Tante Suzanna, Tante Yohanna dan Om Kokok lain lagi. Mungkin karena waktu itu mereka masih muda, masih banyak teman yang bisa dikunjungi yang kebetulan juga sedang sama-sama berlibur Natal, maka mereka pun pergi sendiri-sendiri di areal kota.
Ketika malam Natal tiba, biasanya kami ke gereja bersama-sama.?Jadwal misa Natal biasanya jam setengah delapan malam tapi sejak setengah lima kami telah antri mandi dan bersiap serta berdandan.
Dulu waktu Eyang buyut masih ada, selama kami semua ke gereja, rumah hanya menyisakan Eyang buyut karena beliau muslim, ditemani seorang penjaga malam yang usianya nyaris sama dengan usia nenekku, anak eyang buyutku itu.
Ramai-ramai kami berjalan kaki menyeberangi alun-alun ke arah Sidowayah lalu ke Gereja St Maria Assumpta mengikuti Misa Ekaristi Malam Natal. Mengenakan pakaian-pakaian terbaik kami (biasanya baru pula), kami mencoba sekusyuk mungkin mengikuti jalannya misa yang biasanya berlangsung sangat lama sekitar 3 jam! Saking bosannya, aku lebih sering tertidur dan kulihat begitu juga dengan sepupu-sepupu yang lain. Bangun-bangun paling ketika Malam Kudus atau Dalam Gua Dingin dinyanyikan, itupun sekadar mencocokkan nada yang diambil koor Natal dengan yang beberapa hari sebelumnya kumainkan bersama teman-teman sekelasku di sekolah. Tak lebih.
Menjelang tengah malam, selepas misa usai kami kembali jalan pulang dan sesampainya di rumah biasanya kami disambut (alm) Papa yang baru datang dari Kebumen. Papa waktu itu masih belum menganut Katholik maka ia tak ke gereja. Tapi bukan karena itu ia memilih datang terpisah dari kami, tapi karena memang saat itu libur Natal tidaklah selonggar sekarang di Indonesia. Dulu, libur Natal, bagi Papaku yang pegawai negeri, adalah benar-benar ketika tanggal ?merah?, 25 Desember saja.
Tak ada lagu-lagu Natal yang khas seperti yang sekarang banyak diputar di pusat perbelanjaan ataupun iklan-iklan produk di televisi swasta. Namun meski hanya diiringi hujan yang turun serta suhu udara yang mendingin, malam Natal biasanya kami tutup dengan sederhana. Kami masuk kamar kami masing-masing dan membiarkan Pohon Natal mungil itu menyala di ruang makan, di atas almari di samping televisi dan sayup-sayup kudengar Eyangku memutar radio siaran wayang kulit dari kamar sebelah…
Tanggal 25 Desember pagi, biasanya kami sibuk menerima tamu dari para tetangga yang sibuk menyalami kami dengan Salam Natal. Mereka tak lain adalah ibu dan bapak teman-teman mainku dan kamipun reriungan bersama.

Butir Dataset:
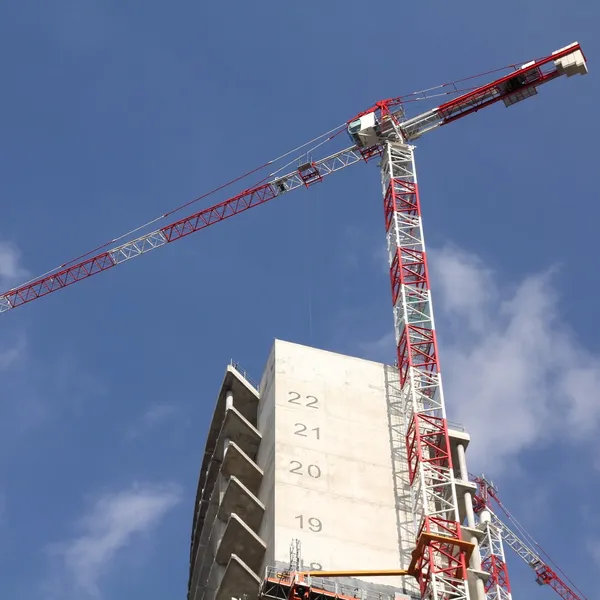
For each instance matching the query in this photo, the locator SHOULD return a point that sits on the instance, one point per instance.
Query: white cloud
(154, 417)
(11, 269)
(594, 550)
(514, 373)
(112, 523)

* * *

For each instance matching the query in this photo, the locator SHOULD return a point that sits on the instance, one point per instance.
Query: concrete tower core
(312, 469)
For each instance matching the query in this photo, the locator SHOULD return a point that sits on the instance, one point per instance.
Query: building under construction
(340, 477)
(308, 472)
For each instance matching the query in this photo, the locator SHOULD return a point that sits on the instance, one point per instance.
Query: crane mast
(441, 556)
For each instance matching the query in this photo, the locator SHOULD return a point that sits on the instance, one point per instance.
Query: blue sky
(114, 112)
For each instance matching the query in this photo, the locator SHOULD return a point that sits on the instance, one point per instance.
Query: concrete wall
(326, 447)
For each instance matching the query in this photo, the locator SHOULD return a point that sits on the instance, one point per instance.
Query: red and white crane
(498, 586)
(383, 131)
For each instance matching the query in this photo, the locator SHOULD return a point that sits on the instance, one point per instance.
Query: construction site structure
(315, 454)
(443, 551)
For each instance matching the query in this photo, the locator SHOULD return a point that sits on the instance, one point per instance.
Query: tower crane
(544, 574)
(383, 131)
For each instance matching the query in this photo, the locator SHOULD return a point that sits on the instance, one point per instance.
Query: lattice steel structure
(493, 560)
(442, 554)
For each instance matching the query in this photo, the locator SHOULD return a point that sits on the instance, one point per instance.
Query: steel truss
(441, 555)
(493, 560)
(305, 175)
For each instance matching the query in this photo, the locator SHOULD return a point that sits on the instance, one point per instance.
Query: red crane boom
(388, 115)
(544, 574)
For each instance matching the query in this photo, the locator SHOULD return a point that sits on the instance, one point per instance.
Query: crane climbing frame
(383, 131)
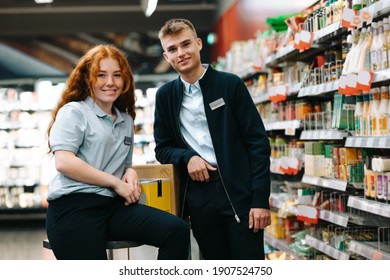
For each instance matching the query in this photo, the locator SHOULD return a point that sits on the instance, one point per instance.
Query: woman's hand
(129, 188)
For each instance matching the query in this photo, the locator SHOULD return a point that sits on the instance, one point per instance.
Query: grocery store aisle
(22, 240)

PERSYARATAN TUGAS ::
(1) Jawablah pertanyaan berikut berdasarkan teks kenangan Natal:
(a) Pukul berapa misa Natal biasanya dijadwalkan?
(b) Di gereja apa Misa Ekaristi Malam Natal diikuti?
(c) Dari kota mana Papa baru datang ketika menyambut keluarga sepulang misa?
(2) Kembalikan persis bagian teks kenangan Natal yang dimulai dengan "Ketika malam Natal" dan berlanjut sampai "bersiap serta berdandan.".
(3) Tuliskan bagian berikutnya dari teks kenangan Natal, dimulai setelah kalimat terakhir yang ada.
Baris-baris data itu tidak berkaitan dengan teks kenangan Natal.

JAWABAN TIAP TUGAS ::
(1)
(a) Pukul setengah delapan malam.
(b) Gereja St Maria Assumpta.
(c) Dari Kebumen.

(2)
Ketika malam Natal tiba, biasanya kami ke gereja bersama-sama.?Jadwal misa Natal biasanya jam setengah delapan malam tapi sejak setengah lima kami telah antri mandi dan bersiap serta berdandan.

(3)
Untuk hidangan, Nenekku menyembelih ayam peliharaannya di pagi hari, lalu mengurapinya dengan bumbu opor dan dihidangkan begitu saja dengan nasi hangat di atas meja. Lalu Mbak Parni dan Mas Sardjoko turut bergabung mereka membawa masakan-masakan andalan mereka yang gurih, manis dan legit khas Jawa.
Menjelang sore, Papa pamit pulang ke Kebumen untuk bekerja. Ia kembali lagi pada menjelang tahun baru untuk sesudahnya pulang bersama kami ke Kebumen dan beraktifitas seperti biasa.
Sisa hari di setiap akhir tahun sesudah Natal kami habiskan dengan tetap bersukaria meski Natal telah beranjak pergi. Bahan obrolan seperti tak pernah habis dari Mama dan adik-adik, adik ipar serta keponakan-keponakannya. Selalu ada hal yang bisa jadi perbincangan konyol ataupun serius dan barangkali kalau istilah ?gosip? waktu itu telah awam digunakan, itu adalah kata yang tepat untuk melukiskannya.
Malam tahun baru pun tiba. Papa kembali datang ke Klaten dan bersatu dengan seluruh anak dan menantu serta cucu Nenek menyambut tahun baru.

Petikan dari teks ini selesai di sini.